**Work required**
Drop every picture and give the entries back exactly.

**Task material**
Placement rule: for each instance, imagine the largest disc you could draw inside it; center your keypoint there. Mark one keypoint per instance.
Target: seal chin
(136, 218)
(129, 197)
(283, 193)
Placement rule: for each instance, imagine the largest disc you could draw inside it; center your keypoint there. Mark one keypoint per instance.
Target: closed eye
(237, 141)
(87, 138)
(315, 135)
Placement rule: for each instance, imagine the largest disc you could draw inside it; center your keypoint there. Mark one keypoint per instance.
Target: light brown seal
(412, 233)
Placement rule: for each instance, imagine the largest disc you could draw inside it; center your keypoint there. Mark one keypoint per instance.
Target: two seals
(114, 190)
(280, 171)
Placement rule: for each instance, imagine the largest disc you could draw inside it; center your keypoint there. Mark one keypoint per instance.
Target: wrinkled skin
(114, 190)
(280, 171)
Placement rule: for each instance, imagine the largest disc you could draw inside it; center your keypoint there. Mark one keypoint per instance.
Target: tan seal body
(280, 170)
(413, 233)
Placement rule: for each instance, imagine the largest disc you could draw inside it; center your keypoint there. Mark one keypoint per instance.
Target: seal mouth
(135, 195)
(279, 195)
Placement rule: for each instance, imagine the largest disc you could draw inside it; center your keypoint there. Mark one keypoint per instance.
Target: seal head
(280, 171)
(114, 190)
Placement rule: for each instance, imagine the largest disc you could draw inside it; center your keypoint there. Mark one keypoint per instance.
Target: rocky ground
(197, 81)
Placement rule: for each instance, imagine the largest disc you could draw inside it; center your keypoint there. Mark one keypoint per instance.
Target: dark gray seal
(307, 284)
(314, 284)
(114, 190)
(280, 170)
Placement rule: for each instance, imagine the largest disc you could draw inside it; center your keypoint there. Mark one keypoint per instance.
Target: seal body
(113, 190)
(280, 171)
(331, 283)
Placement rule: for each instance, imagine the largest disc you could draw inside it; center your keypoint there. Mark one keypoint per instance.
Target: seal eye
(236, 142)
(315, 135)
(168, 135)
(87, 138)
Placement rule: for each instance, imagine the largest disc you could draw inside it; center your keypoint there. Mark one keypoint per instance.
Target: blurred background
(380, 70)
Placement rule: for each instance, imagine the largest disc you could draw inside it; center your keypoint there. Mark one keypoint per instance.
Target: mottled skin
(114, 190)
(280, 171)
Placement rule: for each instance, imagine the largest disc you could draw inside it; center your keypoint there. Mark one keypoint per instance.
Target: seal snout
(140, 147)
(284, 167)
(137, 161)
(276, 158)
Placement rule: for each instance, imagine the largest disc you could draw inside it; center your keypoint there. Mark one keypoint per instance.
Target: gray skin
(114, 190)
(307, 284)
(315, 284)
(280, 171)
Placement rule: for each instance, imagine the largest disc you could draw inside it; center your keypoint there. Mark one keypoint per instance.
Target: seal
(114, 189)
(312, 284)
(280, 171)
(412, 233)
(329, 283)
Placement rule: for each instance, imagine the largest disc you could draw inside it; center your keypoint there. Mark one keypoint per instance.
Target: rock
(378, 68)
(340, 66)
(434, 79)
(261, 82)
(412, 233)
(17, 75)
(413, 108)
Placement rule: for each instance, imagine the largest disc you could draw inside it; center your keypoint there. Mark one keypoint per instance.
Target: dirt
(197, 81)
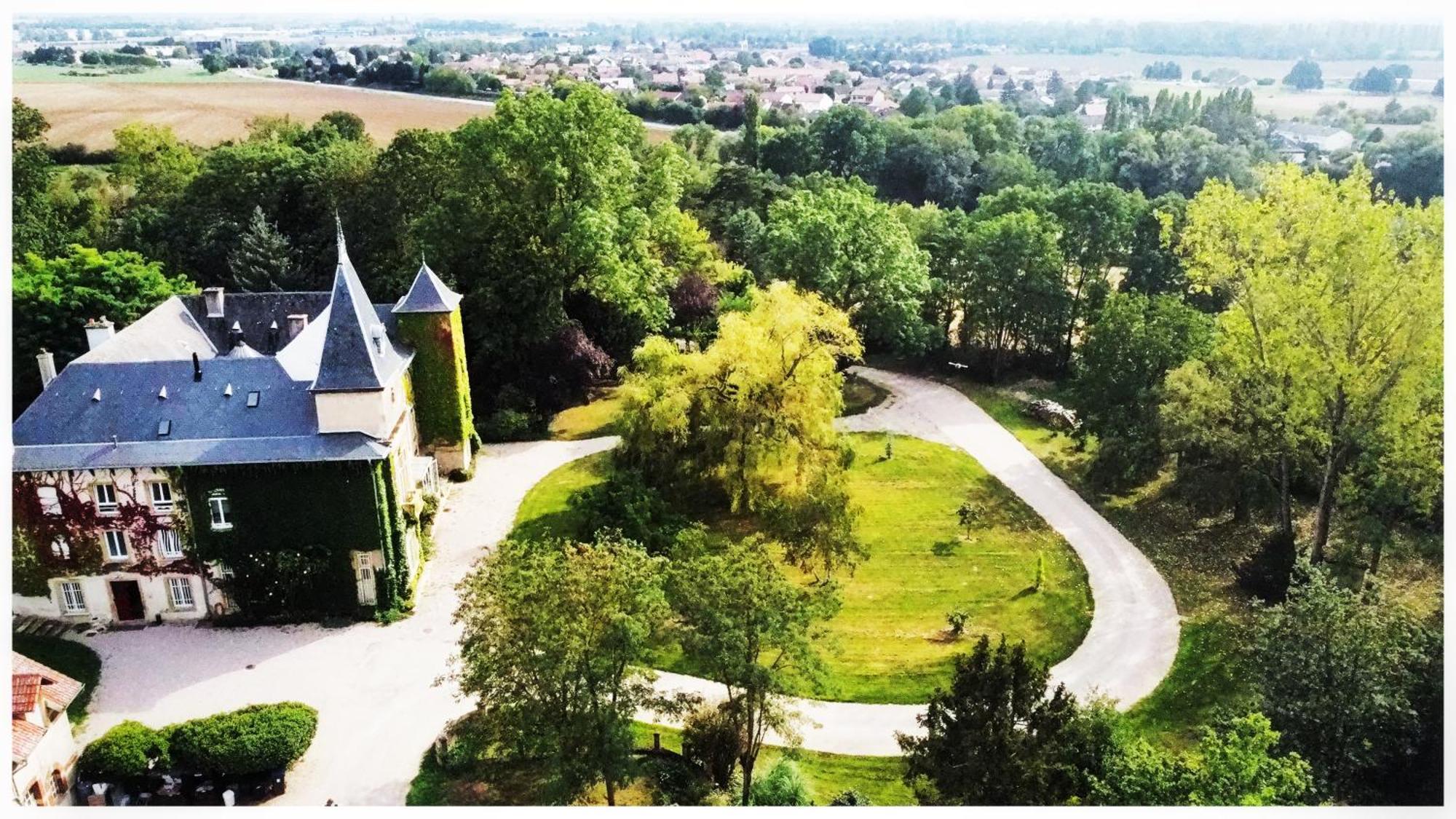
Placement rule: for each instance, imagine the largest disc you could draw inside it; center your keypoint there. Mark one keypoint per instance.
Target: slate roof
(254, 314)
(352, 360)
(427, 295)
(68, 429)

**Written answer**
Placement rule: for each instance, imagine the largest disc you could draw inside it; center your keypoint there. Mark one keypoint per instance.
Target: seal chin
(136, 218)
(129, 197)
(283, 193)
Placement rule: for each instance, imagine the largest disc you could draw inside it; center your keypoint there. Mark one keypoint per instance.
Target: closed eye
(237, 141)
(87, 138)
(315, 135)
Placement rule: for each instance, imagine the largest disc you could draw inside it; center your keypoint there. Mark one keypoint per instance.
Target: light brown seal
(412, 233)
Placement rule: for each instance, imagine the largest disc you could draw inside it; center your keypoint there. Mark one keypoint per instance.
Target: two seals
(114, 190)
(280, 171)
Placement rule: for each instance, imagine the largest disc you could draw inside it; center your keypoint there. Mark one keypoint per instance.
Target: wrinkled skin
(114, 190)
(280, 171)
Placement rule: for each instance, imagine the largest disc you could draw inside it; center your keypoint there. Mark one keypoint per instance.
Target: tan seal body
(280, 170)
(413, 233)
Placement rule: for each instance, imagine the largest disc you could draw inside it; center your keypoint there. Mark one keypoint per instance.
Target: seal mouth
(135, 195)
(279, 195)
Placement rule: for each instance, imagine the largest disc you could draw inside it; center your keypoint there. Mark one keypoint per instance.
Target: seal head
(280, 171)
(114, 190)
Placement rule: for each instance, imagine the largest disc you could draw inside it; center your keypoint there. Mark one keypoint per instance.
Target: rocky ground
(197, 81)
Placement rule: for each instance, imagine the largest disc you could draw inside it; center your keypoint there. Mark one keypoint per instance.
Target: dark gray seal
(307, 284)
(314, 284)
(114, 190)
(280, 170)
Placement rule: for each instance, imagine the largest disc you could draw inside it; center your keypoint there. Mark one keypoint per instance.
Target: seal body
(113, 190)
(280, 171)
(331, 283)
Placement rule: for each instance, imagine the largest disc you could draw inside it; center your keypoint there. Mark one keypoint per instance.
Target: seal eye
(236, 142)
(315, 135)
(168, 135)
(87, 138)
Placement rule: for each instance, imagine the largest disc you could draw inside it; center your keypoint there. Mark one keypoint per instance.
Target: blurred background
(380, 70)
Placement rule: for each instance, imagine the largest disc you could draw inside it; center your keypoint there. Mark one keypoint per instance.
Target: mottled skin
(114, 190)
(280, 171)
Placement rule: for each instance, imagine the largest disc you could draw inside it; center your keypoint there. Mark one keypoint per instance.
Target: seal snout
(140, 147)
(284, 167)
(137, 161)
(276, 158)
Placement rule: for each instance, imagine the largest disc you could draw inside it; center your keypoint there. Mark one keypoint per instance.
Target: gray skin
(114, 190)
(307, 284)
(315, 284)
(280, 171)
Placement rule: for each instance, imagine the largest disc you could draw inside it; center your keypoint there. Mark one keypoint per instance.
Target: seal
(114, 189)
(312, 284)
(280, 171)
(412, 233)
(329, 283)
Placement rule: for each instance, imagine the largest disc you could draw inside it; center your keypoint there. Mark one keypoint per instance.
Target: rock
(378, 68)
(340, 66)
(434, 79)
(261, 82)
(412, 233)
(17, 75)
(413, 108)
Placement rule: for each instance, imagine the largest disc you could draw inside it; center your keypoint there. Mark one keypoint per instance.
Target: dirt
(197, 81)
Placement rule: for each instance, imagine the largest disc you could draw inside it; center your keypoint there. Mark one keypoint per instance.
Target: slate roof
(254, 314)
(352, 360)
(427, 295)
(68, 429)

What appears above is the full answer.